**WRITTEN TASKS:**
(1) Duplicate the part of the Belas Knap piece that begins at the words "I bash my head" and ends after "walled in stone.".
(2) Decide whether each statement agrees with the Belas Knap piece, answering yes or no and quoting the words that settle it: (a) Bones of 38 people were found in the burial chambers. (b) The barrow is oriented east-west. (c) The burial chambers are mostly reconstructed from the 1920s and 30s.

── ARTICLE ──

Looking out from one of the reconstructed burial chambers, Belas Knap.
It’s a hot day when we climb the steep path from the road through a woodland of tall, spindly trees. Lockdown has been loosened and lots of people are out; we keep stepping aside to make room on the Cotswold Way. As you trace the spine of the wooded ridge the hummock rises suddenly from the earth like a wave. Today, it’s hardly a place of quiet contemplation: a scraggly-haired young man with his camping mat and rucksack asks us to take a photo, squatting in the false entrance where he’s balanced a strange purple sun-shaped disc.
The forecourt enclosing the false door, Belas Knap.
You can see why it attracts alternative types: the impressive frontage engulfs you with two large ‘horns’, constructed from dry-stone-walling, of which the lower parts are original. Peering closely at these stones through the lichens and crumbling moss you can see how meticulously they were laid together, unmoved since those hands placed them six thousand years before. In the doorway are two portal stones, and the lintel is from a later restoration: but despite how it draws you in, this isn’t a door. There’s an original ‘blocking’ stone in the way, and even behind, it leads nowhere. Possibly, this entrance wasn’t for corporeal bodies: instead, it may have allowed spirits to pass through. The forecourt between the flanks could have hosted ceremonies: bones, including that of an infant, were found beneath the false door.
One of the burial chambers, Belas Knap.
Neolithic peoples’ treatment of corporeal bodies, even dead ones, seems rather unlike our own. The real entrances to the burial chambers are around the sides, where bones of 38 people were found, mostly all jumbled up. This, and the presence of more complete skeletons near the entrances or the false door suggest that Neolithic people allowed bodies to decompose, or be eaten by animals, before stashing away the denuded bones. Scratches and rubbing on these -- especially thigh bones and skulls -- suggest they were taken out and used repeatedly for ritual purposes. Perhaps this suggests that people ceased to be individuals in death: or maybe it’s anachronistic to ascribe the idea of the individual at all. In the Bronze Age, this appears to change: people begin making smaller, round barrows for families or individuals. There’s meant to be one in the neighbouring field, but it’s only 0.25m high, and I can’t see it even as I squint from the top of the barrow into the sunlight.
I bash my head on the lintels of the low-lying burial chambers as I peer inside. These are mostly reconstructed from the 1920s and 30s, but they accurately mirror the craftsmanship of the original: meticulously lined and walled in stone.
A glimpse of original stonework along the side of the monument, beneath moss and grass.
We retire to a vantage point across the field for lunch: the streamlined teardrop shape rises up like a surfacing whale from the ground. This was a monument made to be seen from afar. Some Romano-British pottery was found inside; for those who stashed it, the monument was already unimaginably ancient, built by a civilisation that remains incommunicable.
A view of the monument from across the field.
It’s also part of a landscape that has for centuries exerted a pull on the imagination. Unusually oriented north-south, the barrow follows the line of a ridge, between the summits of two hills. Possibly these monuments served as centres not just for burials, but other ceremonies such as births and marriages.
Iron Age hill fort, Cleeve Common: Cheltenham in the background.

───
── DATA SUPPLIED ──

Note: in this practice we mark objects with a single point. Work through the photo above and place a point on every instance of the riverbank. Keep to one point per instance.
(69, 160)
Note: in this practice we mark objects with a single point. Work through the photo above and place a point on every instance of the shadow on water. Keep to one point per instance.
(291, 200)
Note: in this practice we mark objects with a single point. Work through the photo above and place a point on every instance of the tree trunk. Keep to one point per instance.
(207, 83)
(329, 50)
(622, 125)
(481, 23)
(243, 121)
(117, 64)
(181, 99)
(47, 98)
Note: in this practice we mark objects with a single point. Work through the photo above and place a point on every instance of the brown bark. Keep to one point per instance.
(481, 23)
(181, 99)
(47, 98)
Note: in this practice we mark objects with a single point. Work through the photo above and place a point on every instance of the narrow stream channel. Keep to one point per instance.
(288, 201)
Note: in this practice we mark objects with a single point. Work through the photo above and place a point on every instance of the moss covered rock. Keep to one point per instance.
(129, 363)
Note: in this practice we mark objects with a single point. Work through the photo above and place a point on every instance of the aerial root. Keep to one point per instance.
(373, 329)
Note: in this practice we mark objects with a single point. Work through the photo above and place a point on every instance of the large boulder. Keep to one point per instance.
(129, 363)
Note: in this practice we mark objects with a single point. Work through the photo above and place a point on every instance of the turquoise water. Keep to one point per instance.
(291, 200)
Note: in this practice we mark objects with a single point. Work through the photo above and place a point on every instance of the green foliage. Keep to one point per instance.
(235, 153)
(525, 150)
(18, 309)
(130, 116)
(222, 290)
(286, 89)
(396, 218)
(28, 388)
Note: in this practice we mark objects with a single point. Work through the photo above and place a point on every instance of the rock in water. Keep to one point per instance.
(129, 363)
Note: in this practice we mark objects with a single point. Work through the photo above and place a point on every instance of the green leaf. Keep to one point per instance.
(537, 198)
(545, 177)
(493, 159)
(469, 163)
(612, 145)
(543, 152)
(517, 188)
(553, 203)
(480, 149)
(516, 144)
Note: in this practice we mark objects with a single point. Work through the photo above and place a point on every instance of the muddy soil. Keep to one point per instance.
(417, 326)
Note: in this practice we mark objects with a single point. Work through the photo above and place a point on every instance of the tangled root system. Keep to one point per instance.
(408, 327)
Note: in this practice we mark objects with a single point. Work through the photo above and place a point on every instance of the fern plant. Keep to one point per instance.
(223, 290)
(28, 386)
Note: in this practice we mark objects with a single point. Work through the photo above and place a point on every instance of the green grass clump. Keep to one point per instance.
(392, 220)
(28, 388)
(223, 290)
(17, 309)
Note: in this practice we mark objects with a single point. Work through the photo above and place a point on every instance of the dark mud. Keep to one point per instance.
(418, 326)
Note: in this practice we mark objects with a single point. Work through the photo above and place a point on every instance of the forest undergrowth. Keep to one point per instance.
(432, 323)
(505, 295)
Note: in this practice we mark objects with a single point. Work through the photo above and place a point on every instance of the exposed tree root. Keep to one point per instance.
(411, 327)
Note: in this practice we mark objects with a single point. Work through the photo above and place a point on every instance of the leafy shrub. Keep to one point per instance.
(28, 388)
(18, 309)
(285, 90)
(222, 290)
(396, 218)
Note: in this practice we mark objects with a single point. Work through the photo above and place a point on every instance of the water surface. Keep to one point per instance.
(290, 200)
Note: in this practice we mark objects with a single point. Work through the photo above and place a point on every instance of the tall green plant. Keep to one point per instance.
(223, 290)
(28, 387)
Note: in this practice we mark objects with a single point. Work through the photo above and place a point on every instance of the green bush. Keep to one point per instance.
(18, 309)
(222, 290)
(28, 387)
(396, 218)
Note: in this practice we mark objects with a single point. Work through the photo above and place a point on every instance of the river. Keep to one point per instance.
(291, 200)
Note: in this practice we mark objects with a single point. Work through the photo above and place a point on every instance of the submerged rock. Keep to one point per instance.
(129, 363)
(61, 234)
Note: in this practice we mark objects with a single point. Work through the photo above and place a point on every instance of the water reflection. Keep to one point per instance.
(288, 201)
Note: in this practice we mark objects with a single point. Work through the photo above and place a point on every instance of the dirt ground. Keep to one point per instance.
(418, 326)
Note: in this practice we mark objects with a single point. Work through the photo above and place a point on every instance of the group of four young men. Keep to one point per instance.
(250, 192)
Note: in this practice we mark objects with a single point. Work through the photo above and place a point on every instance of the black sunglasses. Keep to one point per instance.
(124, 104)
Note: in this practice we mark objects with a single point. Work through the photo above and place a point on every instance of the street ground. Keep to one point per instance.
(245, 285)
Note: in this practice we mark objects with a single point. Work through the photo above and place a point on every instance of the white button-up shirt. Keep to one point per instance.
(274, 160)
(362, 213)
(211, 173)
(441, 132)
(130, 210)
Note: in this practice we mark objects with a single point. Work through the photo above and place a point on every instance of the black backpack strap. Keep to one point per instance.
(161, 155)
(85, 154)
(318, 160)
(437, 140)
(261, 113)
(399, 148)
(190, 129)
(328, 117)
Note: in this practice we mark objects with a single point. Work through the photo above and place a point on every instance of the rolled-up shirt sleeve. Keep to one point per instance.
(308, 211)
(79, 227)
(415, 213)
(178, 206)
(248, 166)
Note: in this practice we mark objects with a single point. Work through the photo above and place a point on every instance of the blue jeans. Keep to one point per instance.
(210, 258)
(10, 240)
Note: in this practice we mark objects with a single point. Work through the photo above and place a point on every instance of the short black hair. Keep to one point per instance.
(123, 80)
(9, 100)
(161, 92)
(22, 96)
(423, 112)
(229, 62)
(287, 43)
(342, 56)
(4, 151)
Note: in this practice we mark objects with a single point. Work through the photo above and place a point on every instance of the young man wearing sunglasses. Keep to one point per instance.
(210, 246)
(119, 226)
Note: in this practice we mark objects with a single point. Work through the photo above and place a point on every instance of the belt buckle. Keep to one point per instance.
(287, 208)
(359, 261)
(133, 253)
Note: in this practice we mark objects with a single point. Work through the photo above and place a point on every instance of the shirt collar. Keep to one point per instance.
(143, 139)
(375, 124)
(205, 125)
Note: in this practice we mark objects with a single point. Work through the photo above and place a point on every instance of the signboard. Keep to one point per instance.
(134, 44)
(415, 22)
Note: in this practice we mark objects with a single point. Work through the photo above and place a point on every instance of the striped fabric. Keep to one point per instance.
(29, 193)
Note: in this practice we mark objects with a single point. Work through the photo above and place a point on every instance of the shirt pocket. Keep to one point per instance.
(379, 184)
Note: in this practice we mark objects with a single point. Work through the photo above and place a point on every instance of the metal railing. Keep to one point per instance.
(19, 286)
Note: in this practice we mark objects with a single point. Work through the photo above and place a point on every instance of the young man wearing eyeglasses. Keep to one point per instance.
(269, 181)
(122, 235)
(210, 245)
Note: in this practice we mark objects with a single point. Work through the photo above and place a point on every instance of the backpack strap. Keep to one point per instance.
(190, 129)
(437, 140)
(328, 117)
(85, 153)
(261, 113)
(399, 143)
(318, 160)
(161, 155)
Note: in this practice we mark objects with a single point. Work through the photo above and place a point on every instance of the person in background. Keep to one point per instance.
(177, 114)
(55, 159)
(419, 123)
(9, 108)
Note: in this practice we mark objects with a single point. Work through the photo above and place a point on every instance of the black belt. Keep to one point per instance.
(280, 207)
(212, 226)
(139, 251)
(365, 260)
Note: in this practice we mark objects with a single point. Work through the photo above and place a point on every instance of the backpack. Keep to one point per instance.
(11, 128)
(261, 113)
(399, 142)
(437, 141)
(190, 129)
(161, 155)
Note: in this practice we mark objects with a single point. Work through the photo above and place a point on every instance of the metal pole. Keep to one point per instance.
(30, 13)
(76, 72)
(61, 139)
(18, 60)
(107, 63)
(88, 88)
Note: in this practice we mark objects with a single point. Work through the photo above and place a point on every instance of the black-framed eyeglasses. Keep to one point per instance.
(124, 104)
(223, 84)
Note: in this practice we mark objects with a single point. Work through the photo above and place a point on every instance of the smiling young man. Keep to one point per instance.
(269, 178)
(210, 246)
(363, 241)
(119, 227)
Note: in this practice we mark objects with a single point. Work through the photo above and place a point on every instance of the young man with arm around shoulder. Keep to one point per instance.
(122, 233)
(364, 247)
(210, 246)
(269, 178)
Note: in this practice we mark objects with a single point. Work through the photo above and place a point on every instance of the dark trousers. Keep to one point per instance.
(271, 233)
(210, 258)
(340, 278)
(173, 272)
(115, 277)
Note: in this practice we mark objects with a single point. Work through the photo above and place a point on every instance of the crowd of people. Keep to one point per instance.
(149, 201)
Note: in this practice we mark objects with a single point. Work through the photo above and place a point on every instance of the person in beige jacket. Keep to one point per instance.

───

**SET OF ANSWERS:**
(1)
I bash my head on the lintels of the low-lying burial chambers as I peer inside. These are mostly reconstructed from the 1920s and 30s, but they accurately mirror the craftsmanship of the original: meticulously lined and walled in stone.

(2)
(a) Yes: "The real entrances to the burial chambers are around the sides, where bones of 38 people were found"
(b) No: "Unusually oriented north-south"
(c) Yes: "These are mostly reconstructed from the 1920s and 30s"